*PROVIDED TEXT*:
* * * * * * * * *
The making of an mHealth maven
The mHealth Alliance is celebrating its fifth year of coordinating mHealth projects around the world. Patricia Mechael, the Alliance's executive director, discusses her life and career, and explains why she's driven to expand mHealth adoption in low- and middle-income countries.
More than two decades before she joined the Alliance, when mobile phones had only recently begun to spread -- and then to only the upper economic tiers of society -- Mechael demonstrated the same knack for seeking out common interests that she's applied so effectively to growing mHealth around the world.
Back in the ‘80s, while in high school, Mechael found the Cold War perplexing, disturbed by how the United States and the USSR could justify hating one another, could alienate each other so fervently, yet so arbitrarily. A high school science teacher, aware of Mechael’s confusion over the divisive political climate, encouraged her to apply to a National Science Foundation program to study math and physics in the USSR. Mechael applied and got a full scholarship to spend the summer in Russia.
“It was such an eye opening experience to go and experience an entirely different world, culture, people, and yet the things that make us human were common across. [The Russian students and I] all had the same aspirations. We all had a lot of hope about our futures. They were now trying to figure out what they were going to do when they grew up”
* * * * * * * * *
*DATASET EXCERPTS*:

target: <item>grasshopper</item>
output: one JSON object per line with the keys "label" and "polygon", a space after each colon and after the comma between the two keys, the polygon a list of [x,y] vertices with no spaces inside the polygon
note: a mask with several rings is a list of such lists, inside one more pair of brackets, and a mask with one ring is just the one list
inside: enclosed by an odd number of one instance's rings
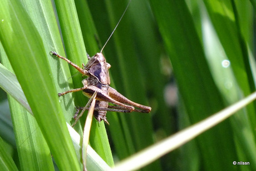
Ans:
{"label": "grasshopper", "polygon": [[[103,120],[109,124],[109,123],[106,117],[107,111],[124,113],[134,111],[141,113],[149,113],[151,110],[150,107],[143,105],[129,100],[110,86],[110,78],[109,69],[111,67],[111,65],[106,62],[106,59],[102,52],[119,24],[127,9],[127,7],[100,52],[97,53],[92,57],[90,57],[87,54],[88,61],[85,66],[83,63],[82,64],[82,68],[80,68],[77,64],[60,56],[55,52],[51,51],[50,52],[51,54],[66,61],[83,76],[87,77],[82,81],[83,85],[83,87],[58,93],[58,96],[60,97],[71,92],[82,91],[85,95],[88,98],[91,98],[92,95],[95,92],[96,92],[93,116],[99,122]],[[109,105],[109,103],[111,103],[117,106]],[[135,109],[135,107],[139,109]],[[77,108],[77,111],[74,117],[76,121],[77,120],[77,114],[80,110],[83,109],[83,107]],[[88,109],[87,108],[86,109],[88,110]]]}

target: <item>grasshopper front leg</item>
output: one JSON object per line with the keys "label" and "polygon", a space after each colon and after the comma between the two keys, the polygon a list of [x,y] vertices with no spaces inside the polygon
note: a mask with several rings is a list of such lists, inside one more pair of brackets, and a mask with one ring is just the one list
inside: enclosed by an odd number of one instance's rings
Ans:
{"label": "grasshopper front leg", "polygon": [[[71,66],[72,66],[75,68],[76,68],[78,71],[79,71],[79,72],[80,72],[82,74],[83,74],[83,76],[89,76],[89,73],[88,72],[88,71],[86,70],[86,69],[83,69],[83,68],[81,68],[78,66],[77,66],[77,64],[73,63],[73,62],[72,62],[71,61],[70,61],[70,60],[68,60],[68,59],[66,58],[64,58],[63,57],[62,57],[60,55],[59,55],[58,54],[57,54],[56,52],[53,52],[53,51],[51,51],[50,52],[50,54],[51,55],[53,55],[53,56],[55,56],[59,58],[61,58],[61,59],[62,59],[66,61],[67,62],[67,63],[68,63],[70,64],[71,64]],[[83,66],[84,66],[84,64],[83,64]]]}

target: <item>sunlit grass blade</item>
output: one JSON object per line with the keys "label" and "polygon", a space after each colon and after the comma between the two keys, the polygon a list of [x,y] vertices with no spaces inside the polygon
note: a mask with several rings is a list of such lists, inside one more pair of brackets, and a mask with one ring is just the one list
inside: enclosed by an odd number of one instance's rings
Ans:
{"label": "sunlit grass blade", "polygon": [[0,87],[6,92],[8,92],[13,98],[23,105],[31,114],[32,113],[16,77],[1,63]]}
{"label": "sunlit grass blade", "polygon": [[[181,146],[188,141],[222,122],[238,110],[246,107],[256,99],[256,92],[233,105],[211,115],[139,153],[121,161],[113,170],[134,170],[139,169],[166,153]],[[254,147],[254,150],[256,148]],[[154,155],[152,155],[154,154]],[[253,162],[253,163],[255,163]]]}

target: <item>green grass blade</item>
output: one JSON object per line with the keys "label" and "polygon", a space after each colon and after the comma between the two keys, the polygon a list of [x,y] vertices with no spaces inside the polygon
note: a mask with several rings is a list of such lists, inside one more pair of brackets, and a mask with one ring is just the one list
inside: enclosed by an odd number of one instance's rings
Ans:
{"label": "green grass blade", "polygon": [[[151,2],[190,121],[195,123],[221,110],[225,104],[210,72],[202,44],[185,2]],[[233,140],[229,124],[229,121],[224,122],[196,139],[203,155],[203,162],[208,163],[204,165],[205,169],[220,169],[234,158],[238,159],[233,150],[237,144]],[[228,125],[230,126],[227,128]],[[221,138],[216,139],[217,134]],[[217,144],[221,144],[221,148],[213,150],[212,147]],[[228,151],[230,152],[225,152]],[[220,162],[212,160],[219,158],[220,154]],[[230,167],[231,169],[232,165]]]}
{"label": "green grass blade", "polygon": [[[12,69],[7,57],[3,53],[1,55],[1,61],[5,66]],[[6,70],[5,71],[4,74],[6,74],[4,75],[5,77],[3,80],[6,82],[3,84],[4,86],[8,85],[7,91],[12,93],[8,94],[8,98],[20,167],[23,170],[53,170],[54,167],[49,148],[35,118],[28,112],[29,110],[31,111],[30,107],[28,107],[26,110],[11,96],[21,94],[19,98],[17,99],[25,102],[23,103],[23,105],[28,106],[21,87],[16,78],[13,78],[14,75],[10,74],[10,72]]]}
{"label": "green grass blade", "polygon": [[5,144],[1,137],[0,169],[1,170],[18,170],[12,157],[6,151]]}
{"label": "green grass blade", "polygon": [[[55,161],[61,170],[80,169],[64,117],[60,112],[57,90],[50,76],[52,73],[49,72],[48,54],[42,38],[22,4],[4,1],[0,8],[3,47]],[[16,46],[20,48],[13,51]]]}
{"label": "green grass blade", "polygon": [[[139,169],[219,124],[256,99],[256,92],[208,118],[121,162],[114,170]],[[255,148],[255,147],[254,147]],[[154,154],[155,155],[151,155]],[[250,164],[251,163],[250,163]]]}
{"label": "green grass blade", "polygon": [[[64,2],[62,1],[56,1],[55,3],[67,56],[73,63],[81,67],[82,63],[87,62],[87,54],[75,3],[73,2]],[[75,69],[71,69],[71,73],[73,76],[77,72]],[[78,76],[73,77],[74,87],[76,88],[82,86],[81,76]],[[76,105],[85,105],[87,98],[81,93],[75,93],[73,95],[76,97]],[[90,144],[110,165],[113,165],[114,162],[104,124],[101,123],[99,124],[93,119],[91,129]]]}

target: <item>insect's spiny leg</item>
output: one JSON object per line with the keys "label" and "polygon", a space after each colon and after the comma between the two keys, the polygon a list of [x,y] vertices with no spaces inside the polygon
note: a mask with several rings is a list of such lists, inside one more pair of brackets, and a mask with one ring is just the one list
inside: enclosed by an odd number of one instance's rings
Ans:
{"label": "insect's spiny leg", "polygon": [[76,68],[78,71],[79,71],[82,74],[85,75],[85,76],[88,75],[88,71],[87,71],[83,69],[82,68],[81,68],[77,64],[73,63],[73,62],[72,62],[71,61],[70,61],[68,59],[67,59],[66,58],[64,58],[63,57],[61,56],[60,55],[57,54],[56,52],[51,51],[50,54],[51,55],[53,55],[53,56],[56,56],[56,57],[58,57],[59,58],[62,59],[63,60],[65,60],[65,61],[67,61],[67,63],[68,63],[70,64],[72,66],[75,68]]}

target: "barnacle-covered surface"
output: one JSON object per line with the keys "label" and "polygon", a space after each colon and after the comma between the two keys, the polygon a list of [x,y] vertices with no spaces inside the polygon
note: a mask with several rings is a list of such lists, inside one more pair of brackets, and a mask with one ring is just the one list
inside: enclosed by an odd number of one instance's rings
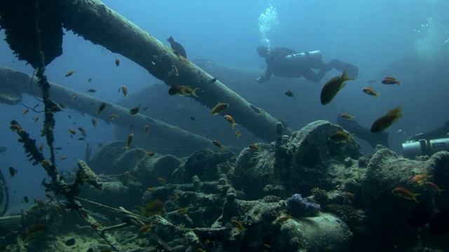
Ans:
{"label": "barnacle-covered surface", "polygon": [[[340,130],[328,122],[315,122],[291,137],[260,144],[258,150],[247,148],[236,156],[218,148],[182,158],[148,156],[139,148],[105,160],[105,155],[95,155],[103,164],[99,170],[91,164],[94,172],[110,169],[99,175],[103,190],[80,188],[80,199],[93,201],[86,202],[86,211],[81,214],[94,217],[100,226],[81,223],[62,199],[48,201],[34,206],[26,216],[33,224],[48,218],[56,220],[50,221],[42,234],[24,234],[23,246],[42,251],[109,248],[97,234],[86,237],[93,227],[116,237],[123,251],[374,251],[425,246],[429,237],[418,235],[410,218],[422,204],[432,214],[436,206],[448,202],[411,180],[425,170],[434,176],[432,181],[446,188],[449,153],[410,160],[378,146],[366,158],[356,151],[356,143],[328,139]],[[100,162],[94,158],[91,163]],[[397,187],[420,193],[420,203],[393,195],[391,190]],[[292,192],[319,204],[321,212],[292,217],[286,204]],[[139,231],[144,227],[147,231]],[[34,237],[39,235],[48,238],[38,241]],[[76,245],[65,245],[73,237]],[[48,241],[52,239],[54,242]],[[6,241],[8,248],[18,246]]]}

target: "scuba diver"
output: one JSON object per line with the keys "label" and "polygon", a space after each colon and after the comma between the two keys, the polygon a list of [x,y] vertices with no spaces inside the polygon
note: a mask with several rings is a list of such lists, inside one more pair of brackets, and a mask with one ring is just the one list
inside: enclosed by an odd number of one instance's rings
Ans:
{"label": "scuba diver", "polygon": [[[301,78],[318,83],[329,71],[335,69],[340,71],[347,70],[349,76],[355,77],[358,74],[358,68],[351,64],[344,63],[334,59],[328,63],[321,59],[319,50],[297,52],[293,49],[276,48],[270,50],[266,46],[259,46],[257,53],[265,58],[267,70],[265,74],[259,76],[258,83],[269,80],[272,74],[279,77]],[[319,69],[315,73],[312,69]]]}

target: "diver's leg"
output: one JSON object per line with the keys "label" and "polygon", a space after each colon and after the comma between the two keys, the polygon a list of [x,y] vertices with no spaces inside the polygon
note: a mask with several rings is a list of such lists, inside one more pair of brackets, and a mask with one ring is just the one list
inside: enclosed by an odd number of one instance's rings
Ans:
{"label": "diver's leg", "polygon": [[330,61],[329,63],[328,63],[328,66],[341,72],[347,70],[348,75],[351,77],[356,77],[358,75],[358,67],[352,64],[342,62],[337,59],[333,59]]}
* * * * * * * * *
*YOUR OBJECTIVE*: Return the passage of the Patricia Mechael profile between "Back in the" and "summer in Russia.", inclusive, copied word for word.

*REPLY*:
Back in the ‘80s, while in high school, Mechael found the Cold War perplexing, disturbed by how the United States and the USSR could justify hating one another, could alienate each other so fervently, yet so arbitrarily. A high school science teacher, aware of Mechael’s confusion over the divisive political climate, encouraged her to apply to a National Science Foundation program to study math and physics in the USSR. Mechael applied and got a full scholarship to spend the summer in Russia.